>> START Provided passage

Python: sort function breaks in the presence of nan
The problem is that there's no correct order if the list
contains a NAN
, since a sequence a1, a2, a3, ..., an
is sorted if a1 <= a2 <= a3 <= ... <= an
. If any of these a values is a NAN
then the sorted property breaks, since for all a, a <= NAN and NAN <= a
are both false
.
I'm not sure about the bug, but the workaround may be the following:
sorted(
(2, 1, float('nan')),
lambda x,y: x is float('nan') and -1
or (y is float('nan') and 1
or cmp(x,y)))
which results in:
('nan', 1, 2)
Or remove nan
s before sorting or anything else.
The previous answers are useful, but perhaps not clear regarding the root of the problem.
In any language, sort applies a given ordering, defined by a comparison function or in some other way, over the domain of the input values. For example, less-than, a.k.a. operator <,
could be used throughout if and only if less than defines a suitable ordering over the input values.
But this is specifically NOT true for floating point values and less-than:
"NaN is unordered: it is not equal to, greater than, or less than anything, including itself." (Clear prose from GNU C manual, but applies to all modern IEEE754
based floating point)
So the possible solutions are:
- remove the NaNs first, making the input domain well defined via < (or the other sorting function being used)
- define a custom comparison function (a.k.a. predicate) that does define an ordering for NaN, such as less than any number, or greater than any number.

>> END Provided passage
>> START Dataset entries

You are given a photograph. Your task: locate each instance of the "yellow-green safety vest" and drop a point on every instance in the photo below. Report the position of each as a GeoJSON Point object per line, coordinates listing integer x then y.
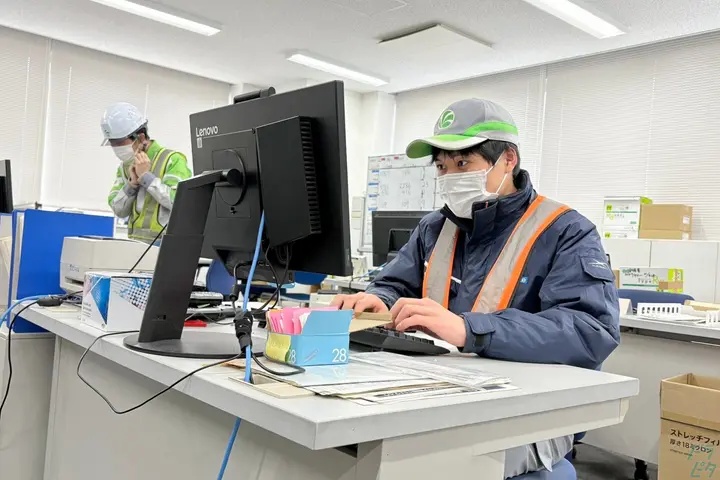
{"type": "Point", "coordinates": [144, 226]}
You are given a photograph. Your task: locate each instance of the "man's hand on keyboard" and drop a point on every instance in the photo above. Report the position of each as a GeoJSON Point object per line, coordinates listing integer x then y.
{"type": "Point", "coordinates": [428, 315]}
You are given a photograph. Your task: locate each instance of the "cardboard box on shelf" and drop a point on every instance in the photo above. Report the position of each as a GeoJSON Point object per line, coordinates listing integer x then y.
{"type": "Point", "coordinates": [665, 234]}
{"type": "Point", "coordinates": [629, 232]}
{"type": "Point", "coordinates": [652, 279]}
{"type": "Point", "coordinates": [689, 427]}
{"type": "Point", "coordinates": [623, 211]}
{"type": "Point", "coordinates": [660, 216]}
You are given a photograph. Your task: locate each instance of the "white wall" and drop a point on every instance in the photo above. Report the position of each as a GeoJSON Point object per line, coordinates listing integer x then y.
{"type": "Point", "coordinates": [644, 121]}
{"type": "Point", "coordinates": [23, 84]}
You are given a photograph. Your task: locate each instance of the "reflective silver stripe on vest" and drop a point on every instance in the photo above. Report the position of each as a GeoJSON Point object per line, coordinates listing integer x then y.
{"type": "Point", "coordinates": [500, 275]}
{"type": "Point", "coordinates": [438, 274]}
{"type": "Point", "coordinates": [150, 205]}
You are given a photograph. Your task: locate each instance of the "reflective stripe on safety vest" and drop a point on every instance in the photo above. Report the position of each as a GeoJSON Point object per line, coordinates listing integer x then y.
{"type": "Point", "coordinates": [145, 226]}
{"type": "Point", "coordinates": [499, 286]}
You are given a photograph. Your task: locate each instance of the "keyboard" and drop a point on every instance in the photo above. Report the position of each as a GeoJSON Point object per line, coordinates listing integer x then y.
{"type": "Point", "coordinates": [382, 339]}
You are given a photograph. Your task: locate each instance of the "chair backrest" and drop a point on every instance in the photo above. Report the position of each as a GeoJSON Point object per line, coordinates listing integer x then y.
{"type": "Point", "coordinates": [562, 470]}
{"type": "Point", "coordinates": [645, 296]}
{"type": "Point", "coordinates": [218, 279]}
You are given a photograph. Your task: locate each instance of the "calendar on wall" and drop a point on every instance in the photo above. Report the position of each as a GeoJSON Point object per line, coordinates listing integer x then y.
{"type": "Point", "coordinates": [398, 183]}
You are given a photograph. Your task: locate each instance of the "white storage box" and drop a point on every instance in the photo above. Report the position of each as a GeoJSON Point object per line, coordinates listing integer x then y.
{"type": "Point", "coordinates": [621, 216]}
{"type": "Point", "coordinates": [114, 301]}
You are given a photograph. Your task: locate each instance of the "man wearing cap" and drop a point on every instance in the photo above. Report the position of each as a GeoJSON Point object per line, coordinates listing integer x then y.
{"type": "Point", "coordinates": [499, 271]}
{"type": "Point", "coordinates": [148, 174]}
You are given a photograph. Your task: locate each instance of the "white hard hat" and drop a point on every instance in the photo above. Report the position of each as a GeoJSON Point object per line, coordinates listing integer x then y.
{"type": "Point", "coordinates": [121, 120]}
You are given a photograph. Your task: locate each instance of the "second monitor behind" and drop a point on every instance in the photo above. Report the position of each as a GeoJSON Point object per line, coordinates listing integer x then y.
{"type": "Point", "coordinates": [391, 231]}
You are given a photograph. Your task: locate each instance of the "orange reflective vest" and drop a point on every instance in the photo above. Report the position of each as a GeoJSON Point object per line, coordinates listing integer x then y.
{"type": "Point", "coordinates": [499, 286]}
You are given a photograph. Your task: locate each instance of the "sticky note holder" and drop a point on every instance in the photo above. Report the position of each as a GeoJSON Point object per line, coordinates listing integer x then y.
{"type": "Point", "coordinates": [325, 340]}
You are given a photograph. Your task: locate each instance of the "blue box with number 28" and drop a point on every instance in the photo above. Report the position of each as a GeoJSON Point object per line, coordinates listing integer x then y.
{"type": "Point", "coordinates": [324, 340]}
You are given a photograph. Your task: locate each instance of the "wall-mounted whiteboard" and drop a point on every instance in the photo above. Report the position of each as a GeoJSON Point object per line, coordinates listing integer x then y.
{"type": "Point", "coordinates": [396, 182]}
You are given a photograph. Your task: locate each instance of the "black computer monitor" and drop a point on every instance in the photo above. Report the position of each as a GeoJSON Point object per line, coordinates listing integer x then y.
{"type": "Point", "coordinates": [391, 231]}
{"type": "Point", "coordinates": [6, 201]}
{"type": "Point", "coordinates": [283, 155]}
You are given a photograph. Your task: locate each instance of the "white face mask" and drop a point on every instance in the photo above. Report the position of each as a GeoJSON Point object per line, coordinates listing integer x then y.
{"type": "Point", "coordinates": [462, 190]}
{"type": "Point", "coordinates": [125, 153]}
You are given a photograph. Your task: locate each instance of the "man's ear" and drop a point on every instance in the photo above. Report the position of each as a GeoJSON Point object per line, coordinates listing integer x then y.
{"type": "Point", "coordinates": [510, 160]}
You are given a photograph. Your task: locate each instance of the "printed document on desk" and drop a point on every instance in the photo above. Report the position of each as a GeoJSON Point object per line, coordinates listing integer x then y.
{"type": "Point", "coordinates": [465, 376]}
{"type": "Point", "coordinates": [349, 373]}
{"type": "Point", "coordinates": [421, 393]}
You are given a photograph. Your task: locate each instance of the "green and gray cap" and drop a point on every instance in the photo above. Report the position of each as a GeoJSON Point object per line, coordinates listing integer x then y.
{"type": "Point", "coordinates": [465, 124]}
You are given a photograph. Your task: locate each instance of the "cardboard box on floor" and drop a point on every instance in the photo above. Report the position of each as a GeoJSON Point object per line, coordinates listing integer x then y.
{"type": "Point", "coordinates": [689, 427]}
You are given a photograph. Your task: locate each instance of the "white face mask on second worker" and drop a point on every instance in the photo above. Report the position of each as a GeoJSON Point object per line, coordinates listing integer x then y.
{"type": "Point", "coordinates": [462, 190]}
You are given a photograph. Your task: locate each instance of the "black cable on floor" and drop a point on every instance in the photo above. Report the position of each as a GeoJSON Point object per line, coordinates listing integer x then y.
{"type": "Point", "coordinates": [9, 355]}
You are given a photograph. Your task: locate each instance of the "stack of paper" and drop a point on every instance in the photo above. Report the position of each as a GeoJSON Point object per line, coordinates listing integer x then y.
{"type": "Point", "coordinates": [384, 378]}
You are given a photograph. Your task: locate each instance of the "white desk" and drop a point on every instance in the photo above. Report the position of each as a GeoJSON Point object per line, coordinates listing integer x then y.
{"type": "Point", "coordinates": [653, 351]}
{"type": "Point", "coordinates": [182, 435]}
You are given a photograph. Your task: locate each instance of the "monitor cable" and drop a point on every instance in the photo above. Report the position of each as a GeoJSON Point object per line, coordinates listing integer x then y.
{"type": "Point", "coordinates": [54, 301]}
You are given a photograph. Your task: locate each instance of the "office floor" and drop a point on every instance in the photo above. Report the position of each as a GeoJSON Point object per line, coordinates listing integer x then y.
{"type": "Point", "coordinates": [595, 464]}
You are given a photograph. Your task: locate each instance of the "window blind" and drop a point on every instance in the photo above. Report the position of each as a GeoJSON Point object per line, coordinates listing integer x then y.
{"type": "Point", "coordinates": [521, 93]}
{"type": "Point", "coordinates": [77, 172]}
{"type": "Point", "coordinates": [637, 122]}
{"type": "Point", "coordinates": [23, 82]}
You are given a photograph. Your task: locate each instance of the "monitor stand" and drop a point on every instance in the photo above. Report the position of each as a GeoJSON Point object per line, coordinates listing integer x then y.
{"type": "Point", "coordinates": [192, 345]}
{"type": "Point", "coordinates": [161, 332]}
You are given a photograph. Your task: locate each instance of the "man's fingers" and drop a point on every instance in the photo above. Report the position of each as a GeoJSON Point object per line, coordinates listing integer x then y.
{"type": "Point", "coordinates": [400, 304]}
{"type": "Point", "coordinates": [413, 321]}
{"type": "Point", "coordinates": [365, 303]}
{"type": "Point", "coordinates": [410, 310]}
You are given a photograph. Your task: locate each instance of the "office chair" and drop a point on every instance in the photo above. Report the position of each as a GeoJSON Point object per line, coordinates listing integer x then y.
{"type": "Point", "coordinates": [563, 470]}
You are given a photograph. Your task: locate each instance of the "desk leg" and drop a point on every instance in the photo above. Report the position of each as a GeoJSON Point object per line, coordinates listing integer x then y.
{"type": "Point", "coordinates": [415, 456]}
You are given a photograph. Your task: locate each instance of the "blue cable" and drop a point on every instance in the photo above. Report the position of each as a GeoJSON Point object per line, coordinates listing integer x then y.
{"type": "Point", "coordinates": [248, 352]}
{"type": "Point", "coordinates": [5, 315]}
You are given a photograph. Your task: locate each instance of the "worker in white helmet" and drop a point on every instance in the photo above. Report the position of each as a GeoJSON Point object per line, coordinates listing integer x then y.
{"type": "Point", "coordinates": [144, 188]}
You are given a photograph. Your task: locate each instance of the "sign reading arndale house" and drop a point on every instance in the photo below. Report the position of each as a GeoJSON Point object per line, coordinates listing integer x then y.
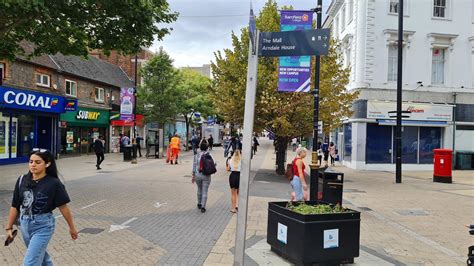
{"type": "Point", "coordinates": [294, 72]}
{"type": "Point", "coordinates": [35, 101]}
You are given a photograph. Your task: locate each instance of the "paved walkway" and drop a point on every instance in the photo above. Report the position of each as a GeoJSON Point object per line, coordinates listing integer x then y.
{"type": "Point", "coordinates": [417, 222]}
{"type": "Point", "coordinates": [145, 214]}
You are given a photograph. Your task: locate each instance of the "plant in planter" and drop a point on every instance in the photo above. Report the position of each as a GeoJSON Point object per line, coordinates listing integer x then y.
{"type": "Point", "coordinates": [313, 232]}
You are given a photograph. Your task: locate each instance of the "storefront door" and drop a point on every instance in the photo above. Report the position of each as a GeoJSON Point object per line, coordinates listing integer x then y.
{"type": "Point", "coordinates": [45, 132]}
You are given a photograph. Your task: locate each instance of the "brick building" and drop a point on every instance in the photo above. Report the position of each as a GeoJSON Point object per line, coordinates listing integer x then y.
{"type": "Point", "coordinates": [57, 102]}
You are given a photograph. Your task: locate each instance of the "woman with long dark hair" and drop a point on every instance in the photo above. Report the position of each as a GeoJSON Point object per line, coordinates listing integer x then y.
{"type": "Point", "coordinates": [35, 196]}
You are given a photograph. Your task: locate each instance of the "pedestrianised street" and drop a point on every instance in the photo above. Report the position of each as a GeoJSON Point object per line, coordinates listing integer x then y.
{"type": "Point", "coordinates": [146, 214]}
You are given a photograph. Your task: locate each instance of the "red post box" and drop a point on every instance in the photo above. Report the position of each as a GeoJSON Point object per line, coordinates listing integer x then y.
{"type": "Point", "coordinates": [443, 165]}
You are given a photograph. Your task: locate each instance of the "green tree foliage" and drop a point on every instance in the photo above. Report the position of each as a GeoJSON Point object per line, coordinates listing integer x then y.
{"type": "Point", "coordinates": [193, 90]}
{"type": "Point", "coordinates": [73, 27]}
{"type": "Point", "coordinates": [288, 115]}
{"type": "Point", "coordinates": [158, 97]}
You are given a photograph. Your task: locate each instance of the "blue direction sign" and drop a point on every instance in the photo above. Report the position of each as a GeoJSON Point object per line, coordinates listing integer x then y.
{"type": "Point", "coordinates": [294, 43]}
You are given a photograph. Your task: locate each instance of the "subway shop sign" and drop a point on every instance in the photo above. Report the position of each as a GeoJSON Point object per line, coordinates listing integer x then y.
{"type": "Point", "coordinates": [35, 101]}
{"type": "Point", "coordinates": [87, 115]}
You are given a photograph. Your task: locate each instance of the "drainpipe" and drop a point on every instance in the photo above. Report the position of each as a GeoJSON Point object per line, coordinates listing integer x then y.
{"type": "Point", "coordinates": [454, 130]}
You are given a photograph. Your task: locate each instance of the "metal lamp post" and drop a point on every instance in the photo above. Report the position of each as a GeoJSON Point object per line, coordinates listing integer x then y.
{"type": "Point", "coordinates": [313, 193]}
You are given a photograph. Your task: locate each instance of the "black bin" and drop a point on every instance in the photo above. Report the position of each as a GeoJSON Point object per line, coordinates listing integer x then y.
{"type": "Point", "coordinates": [333, 182]}
{"type": "Point", "coordinates": [127, 153]}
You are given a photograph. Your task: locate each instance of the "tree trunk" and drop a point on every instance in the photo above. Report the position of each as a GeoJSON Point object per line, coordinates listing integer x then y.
{"type": "Point", "coordinates": [281, 146]}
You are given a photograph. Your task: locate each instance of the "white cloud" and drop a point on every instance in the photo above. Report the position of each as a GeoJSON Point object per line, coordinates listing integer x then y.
{"type": "Point", "coordinates": [205, 27]}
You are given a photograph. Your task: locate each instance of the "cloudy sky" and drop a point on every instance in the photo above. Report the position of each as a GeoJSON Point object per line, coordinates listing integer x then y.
{"type": "Point", "coordinates": [204, 26]}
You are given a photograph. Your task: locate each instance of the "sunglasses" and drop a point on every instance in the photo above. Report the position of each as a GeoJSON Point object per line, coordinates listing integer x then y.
{"type": "Point", "coordinates": [9, 239]}
{"type": "Point", "coordinates": [40, 150]}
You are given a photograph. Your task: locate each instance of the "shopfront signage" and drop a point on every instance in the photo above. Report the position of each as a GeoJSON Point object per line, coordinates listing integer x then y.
{"type": "Point", "coordinates": [417, 111]}
{"type": "Point", "coordinates": [87, 115]}
{"type": "Point", "coordinates": [35, 101]}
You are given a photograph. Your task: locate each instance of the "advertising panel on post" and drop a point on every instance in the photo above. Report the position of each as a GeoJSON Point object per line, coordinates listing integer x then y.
{"type": "Point", "coordinates": [294, 72]}
{"type": "Point", "coordinates": [35, 101]}
{"type": "Point", "coordinates": [127, 100]}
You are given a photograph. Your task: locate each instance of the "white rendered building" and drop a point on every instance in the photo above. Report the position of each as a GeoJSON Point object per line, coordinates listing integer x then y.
{"type": "Point", "coordinates": [438, 83]}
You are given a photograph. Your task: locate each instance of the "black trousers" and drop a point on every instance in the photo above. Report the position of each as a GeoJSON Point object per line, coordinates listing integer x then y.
{"type": "Point", "coordinates": [100, 157]}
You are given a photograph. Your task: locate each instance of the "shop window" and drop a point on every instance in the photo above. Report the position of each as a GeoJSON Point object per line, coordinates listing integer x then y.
{"type": "Point", "coordinates": [99, 95]}
{"type": "Point", "coordinates": [409, 144]}
{"type": "Point", "coordinates": [26, 135]}
{"type": "Point", "coordinates": [430, 138]}
{"type": "Point", "coordinates": [43, 80]}
{"type": "Point", "coordinates": [71, 88]}
{"type": "Point", "coordinates": [347, 142]}
{"type": "Point", "coordinates": [379, 144]}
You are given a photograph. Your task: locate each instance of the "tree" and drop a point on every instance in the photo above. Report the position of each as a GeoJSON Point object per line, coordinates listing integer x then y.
{"type": "Point", "coordinates": [158, 96]}
{"type": "Point", "coordinates": [194, 91]}
{"type": "Point", "coordinates": [74, 27]}
{"type": "Point", "coordinates": [287, 115]}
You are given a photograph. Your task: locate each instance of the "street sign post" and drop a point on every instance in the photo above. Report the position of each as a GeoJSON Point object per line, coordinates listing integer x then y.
{"type": "Point", "coordinates": [294, 43]}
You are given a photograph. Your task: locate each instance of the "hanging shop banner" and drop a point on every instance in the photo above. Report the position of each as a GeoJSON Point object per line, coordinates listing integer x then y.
{"type": "Point", "coordinates": [127, 100]}
{"type": "Point", "coordinates": [294, 72]}
{"type": "Point", "coordinates": [417, 111]}
{"type": "Point", "coordinates": [35, 101]}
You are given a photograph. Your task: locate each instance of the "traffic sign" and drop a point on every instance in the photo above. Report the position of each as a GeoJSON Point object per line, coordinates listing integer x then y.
{"type": "Point", "coordinates": [294, 43]}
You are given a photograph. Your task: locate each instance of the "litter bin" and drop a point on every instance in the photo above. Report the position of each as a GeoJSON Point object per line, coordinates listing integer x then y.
{"type": "Point", "coordinates": [443, 165]}
{"type": "Point", "coordinates": [332, 186]}
{"type": "Point", "coordinates": [464, 160]}
{"type": "Point", "coordinates": [127, 153]}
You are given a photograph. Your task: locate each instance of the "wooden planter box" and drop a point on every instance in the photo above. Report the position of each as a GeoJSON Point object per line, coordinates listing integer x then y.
{"type": "Point", "coordinates": [308, 239]}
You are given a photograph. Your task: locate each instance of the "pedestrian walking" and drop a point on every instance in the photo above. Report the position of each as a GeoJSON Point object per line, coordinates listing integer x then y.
{"type": "Point", "coordinates": [99, 149]}
{"type": "Point", "coordinates": [175, 146]}
{"type": "Point", "coordinates": [35, 196]}
{"type": "Point", "coordinates": [120, 143]}
{"type": "Point", "coordinates": [195, 143]}
{"type": "Point", "coordinates": [203, 167]}
{"type": "Point", "coordinates": [255, 144]}
{"type": "Point", "coordinates": [139, 144]}
{"type": "Point", "coordinates": [210, 141]}
{"type": "Point", "coordinates": [332, 153]}
{"type": "Point", "coordinates": [298, 183]}
{"type": "Point", "coordinates": [233, 166]}
{"type": "Point", "coordinates": [320, 152]}
{"type": "Point", "coordinates": [226, 143]}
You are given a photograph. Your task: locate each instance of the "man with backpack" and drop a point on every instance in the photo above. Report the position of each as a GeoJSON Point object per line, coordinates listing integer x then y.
{"type": "Point", "coordinates": [203, 167]}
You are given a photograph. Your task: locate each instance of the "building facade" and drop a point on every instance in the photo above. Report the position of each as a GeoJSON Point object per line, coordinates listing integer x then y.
{"type": "Point", "coordinates": [55, 102]}
{"type": "Point", "coordinates": [438, 84]}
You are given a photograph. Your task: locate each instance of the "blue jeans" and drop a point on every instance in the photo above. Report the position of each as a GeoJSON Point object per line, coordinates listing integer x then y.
{"type": "Point", "coordinates": [298, 188]}
{"type": "Point", "coordinates": [37, 230]}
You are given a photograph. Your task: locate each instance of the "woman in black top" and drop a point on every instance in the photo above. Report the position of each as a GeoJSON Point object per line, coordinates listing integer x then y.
{"type": "Point", "coordinates": [35, 196]}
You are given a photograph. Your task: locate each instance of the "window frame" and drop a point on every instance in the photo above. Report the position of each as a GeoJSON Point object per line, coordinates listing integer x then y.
{"type": "Point", "coordinates": [65, 87]}
{"type": "Point", "coordinates": [444, 61]}
{"type": "Point", "coordinates": [96, 90]}
{"type": "Point", "coordinates": [395, 62]}
{"type": "Point", "coordinates": [41, 84]}
{"type": "Point", "coordinates": [3, 69]}
{"type": "Point", "coordinates": [447, 10]}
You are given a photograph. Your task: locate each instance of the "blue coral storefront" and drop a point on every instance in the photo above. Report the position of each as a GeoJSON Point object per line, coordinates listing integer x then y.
{"type": "Point", "coordinates": [28, 120]}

>> END Dataset entries

◆ Brief ◆
Reproduce the part of the Python thread about sorting with NaN, starting at "In any language, sort" and ending at "based floating point)". The entries are separate material and have nothing to do with the Python thread.

◆ Worked answer ◆
In any language, sort applies a given ordering, defined by a comparison function or in some other way, over the domain of the input values. For example, less-than, a.k.a. operator <,
could be used throughout if and only if less than defines a suitable ordering over the input values.
But this is specifically NOT true for floating point values and less-than:
"NaN is unordered: it is not equal to, greater than, or less than anything, including itself." (Clear prose from GNU C manual, but applies to all modern IEEE754
based floating point)